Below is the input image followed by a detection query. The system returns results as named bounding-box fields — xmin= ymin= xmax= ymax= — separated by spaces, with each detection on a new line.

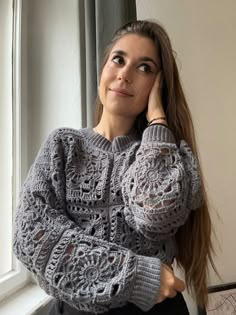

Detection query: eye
xmin=138 ymin=63 xmax=153 ymax=73
xmin=112 ymin=55 xmax=124 ymax=65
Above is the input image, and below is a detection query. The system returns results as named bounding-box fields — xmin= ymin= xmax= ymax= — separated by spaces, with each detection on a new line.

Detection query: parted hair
xmin=94 ymin=20 xmax=218 ymax=307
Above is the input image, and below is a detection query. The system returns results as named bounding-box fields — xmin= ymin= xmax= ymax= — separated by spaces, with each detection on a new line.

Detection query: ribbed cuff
xmin=143 ymin=124 xmax=176 ymax=143
xmin=129 ymin=255 xmax=161 ymax=311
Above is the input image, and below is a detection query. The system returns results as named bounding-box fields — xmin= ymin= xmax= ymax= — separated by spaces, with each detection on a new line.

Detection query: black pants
xmin=48 ymin=292 xmax=189 ymax=315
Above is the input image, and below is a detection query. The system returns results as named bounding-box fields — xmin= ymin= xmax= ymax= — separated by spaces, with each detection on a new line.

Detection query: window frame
xmin=0 ymin=0 xmax=30 ymax=302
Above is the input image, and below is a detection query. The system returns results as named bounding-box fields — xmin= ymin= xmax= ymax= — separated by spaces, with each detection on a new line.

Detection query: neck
xmin=94 ymin=111 xmax=136 ymax=141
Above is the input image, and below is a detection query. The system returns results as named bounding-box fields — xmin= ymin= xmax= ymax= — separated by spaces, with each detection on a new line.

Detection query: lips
xmin=109 ymin=88 xmax=133 ymax=97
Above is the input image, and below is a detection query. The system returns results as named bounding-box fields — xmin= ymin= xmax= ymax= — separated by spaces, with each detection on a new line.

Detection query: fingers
::::::
- Problem details: Retype the records verbatim, excluding each image they hold.

- Solution to this problem:
Below is the input image followed by a detection query. The system returns results as named bounding-box fields — xmin= ymin= xmax= ymax= — separated by spaces, with each detection on a new line.


Detection query: eye
xmin=138 ymin=63 xmax=153 ymax=73
xmin=112 ymin=55 xmax=124 ymax=65
Above is the input image, and below is a detection query. The system returns results as named bounding-box fields — xmin= ymin= xmax= ymax= — separated by spaces, with each detection on a new line.

Detection query: parted hair
xmin=94 ymin=20 xmax=218 ymax=307
Above is the input image, and below is a detection query. The system returns results as named bounding-box fields — xmin= ymin= xmax= ymax= — separated by spaces, with each detection on a new line.

Detection query: ribbed cuff
xmin=143 ymin=124 xmax=176 ymax=143
xmin=129 ymin=255 xmax=161 ymax=311
Above is the input image, and below is a detection query. The system returns results as named bounding-box fields — xmin= ymin= xmax= ymax= — separated by spaces, with each detection on a new line.

Detection query: black pants
xmin=48 ymin=292 xmax=189 ymax=315
Above is the input image, and below is a detection query. The system returns results as named bounding-box fields — xmin= ymin= xmax= ymax= — separated by spaces, with each detection on a new line.

Detection query: window frame
xmin=0 ymin=0 xmax=30 ymax=302
Above is the input image, and below is a detection query. The system returns results as named bounding-box fields — xmin= ymin= xmax= ymax= — separated by spaces, with each detection on a new line.

Detection query: neck
xmin=94 ymin=111 xmax=136 ymax=141
Above is the input image, and below is a detection query. The system returns results as named bounding-box fields — xmin= ymin= xmax= ymax= — separated by spaces, with each detection on a new line.

Detection query: lips
xmin=109 ymin=88 xmax=133 ymax=97
Above is the input image, and below is a detection query. The system returns results as named bounding-box fields — xmin= ymin= xmax= ymax= — separated by spaces, with each detection on a new line.

Detection query: fingers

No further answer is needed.